● YOUR OBJECTIVE
Work out how many lines of the records contain "teeth". Answer with the number and nothing else.

*** Opening of MATERIAL TO PROCESS ***

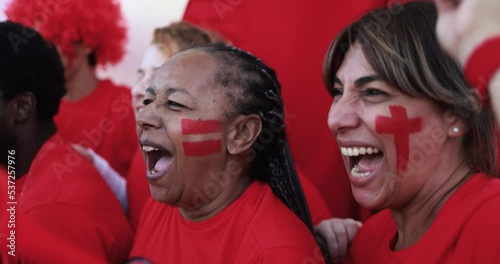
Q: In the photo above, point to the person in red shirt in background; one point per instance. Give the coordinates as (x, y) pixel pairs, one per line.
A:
(64, 200)
(88, 33)
(477, 35)
(224, 185)
(419, 143)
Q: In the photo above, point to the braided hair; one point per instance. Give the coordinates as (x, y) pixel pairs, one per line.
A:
(260, 93)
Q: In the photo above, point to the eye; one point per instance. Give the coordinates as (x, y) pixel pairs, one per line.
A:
(373, 92)
(335, 93)
(172, 105)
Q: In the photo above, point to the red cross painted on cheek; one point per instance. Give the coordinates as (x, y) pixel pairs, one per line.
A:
(201, 127)
(401, 127)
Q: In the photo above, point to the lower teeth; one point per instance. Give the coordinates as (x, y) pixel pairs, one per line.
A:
(356, 173)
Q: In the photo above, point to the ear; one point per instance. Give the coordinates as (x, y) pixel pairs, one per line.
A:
(245, 130)
(23, 107)
(455, 125)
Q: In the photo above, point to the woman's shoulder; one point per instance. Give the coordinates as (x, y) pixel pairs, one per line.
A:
(273, 226)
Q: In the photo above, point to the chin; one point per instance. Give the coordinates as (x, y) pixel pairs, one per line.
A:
(368, 201)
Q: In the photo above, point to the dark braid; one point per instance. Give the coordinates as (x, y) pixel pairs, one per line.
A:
(261, 94)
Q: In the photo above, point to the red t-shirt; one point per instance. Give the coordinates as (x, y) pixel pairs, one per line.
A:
(137, 188)
(317, 206)
(103, 121)
(466, 230)
(138, 192)
(256, 228)
(65, 197)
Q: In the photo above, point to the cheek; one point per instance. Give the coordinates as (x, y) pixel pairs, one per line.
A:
(209, 131)
(400, 126)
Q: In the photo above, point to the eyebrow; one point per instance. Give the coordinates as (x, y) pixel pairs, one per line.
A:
(172, 90)
(337, 80)
(366, 79)
(150, 90)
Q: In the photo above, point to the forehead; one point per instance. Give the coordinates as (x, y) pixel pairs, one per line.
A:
(192, 71)
(354, 65)
(154, 57)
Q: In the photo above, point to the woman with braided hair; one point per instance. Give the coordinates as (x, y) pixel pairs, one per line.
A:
(225, 190)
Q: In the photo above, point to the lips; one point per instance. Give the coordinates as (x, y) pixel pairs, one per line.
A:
(158, 160)
(362, 161)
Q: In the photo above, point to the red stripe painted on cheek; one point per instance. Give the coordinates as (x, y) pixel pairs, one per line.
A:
(202, 148)
(191, 127)
(401, 127)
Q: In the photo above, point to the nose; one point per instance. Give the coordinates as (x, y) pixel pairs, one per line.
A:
(342, 117)
(138, 91)
(147, 119)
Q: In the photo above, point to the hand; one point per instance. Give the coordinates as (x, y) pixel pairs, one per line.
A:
(338, 233)
(84, 152)
(464, 24)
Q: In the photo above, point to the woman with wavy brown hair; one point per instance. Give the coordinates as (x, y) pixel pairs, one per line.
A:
(417, 142)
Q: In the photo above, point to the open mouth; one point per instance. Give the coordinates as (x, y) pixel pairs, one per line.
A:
(157, 161)
(363, 160)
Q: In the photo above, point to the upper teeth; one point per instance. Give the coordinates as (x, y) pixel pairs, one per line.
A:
(354, 151)
(149, 148)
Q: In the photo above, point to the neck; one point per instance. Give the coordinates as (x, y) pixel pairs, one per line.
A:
(82, 83)
(414, 220)
(224, 198)
(28, 145)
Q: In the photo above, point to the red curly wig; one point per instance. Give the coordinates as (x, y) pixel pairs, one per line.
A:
(97, 24)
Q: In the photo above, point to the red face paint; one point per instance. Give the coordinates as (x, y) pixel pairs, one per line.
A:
(201, 127)
(401, 127)
(192, 127)
(202, 148)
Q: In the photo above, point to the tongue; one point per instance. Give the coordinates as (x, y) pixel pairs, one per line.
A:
(163, 163)
(370, 162)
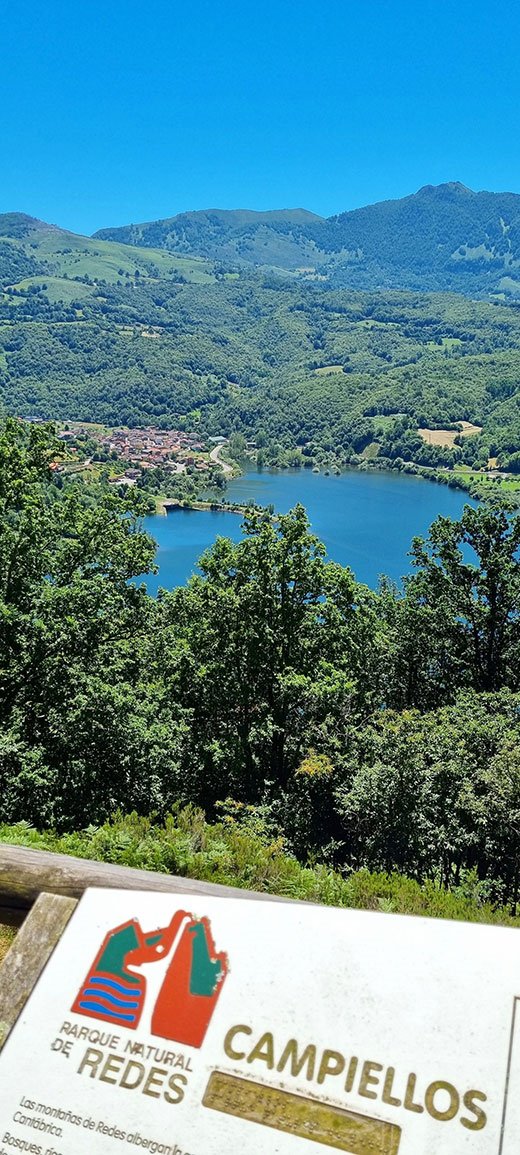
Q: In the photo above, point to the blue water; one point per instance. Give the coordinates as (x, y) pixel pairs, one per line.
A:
(366, 521)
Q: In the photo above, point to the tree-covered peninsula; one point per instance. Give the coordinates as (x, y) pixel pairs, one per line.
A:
(320, 722)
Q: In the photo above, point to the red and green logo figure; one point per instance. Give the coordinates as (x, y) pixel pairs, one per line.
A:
(114, 990)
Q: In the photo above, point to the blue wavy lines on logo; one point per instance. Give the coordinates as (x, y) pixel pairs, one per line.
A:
(125, 989)
(106, 1012)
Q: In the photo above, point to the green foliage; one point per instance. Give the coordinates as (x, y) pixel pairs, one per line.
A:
(321, 372)
(353, 729)
(445, 237)
(225, 852)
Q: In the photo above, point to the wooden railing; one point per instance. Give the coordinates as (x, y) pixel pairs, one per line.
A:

*** Close of MATERIAL TO PROCESS ***

● COMPLETED EXERCISE
2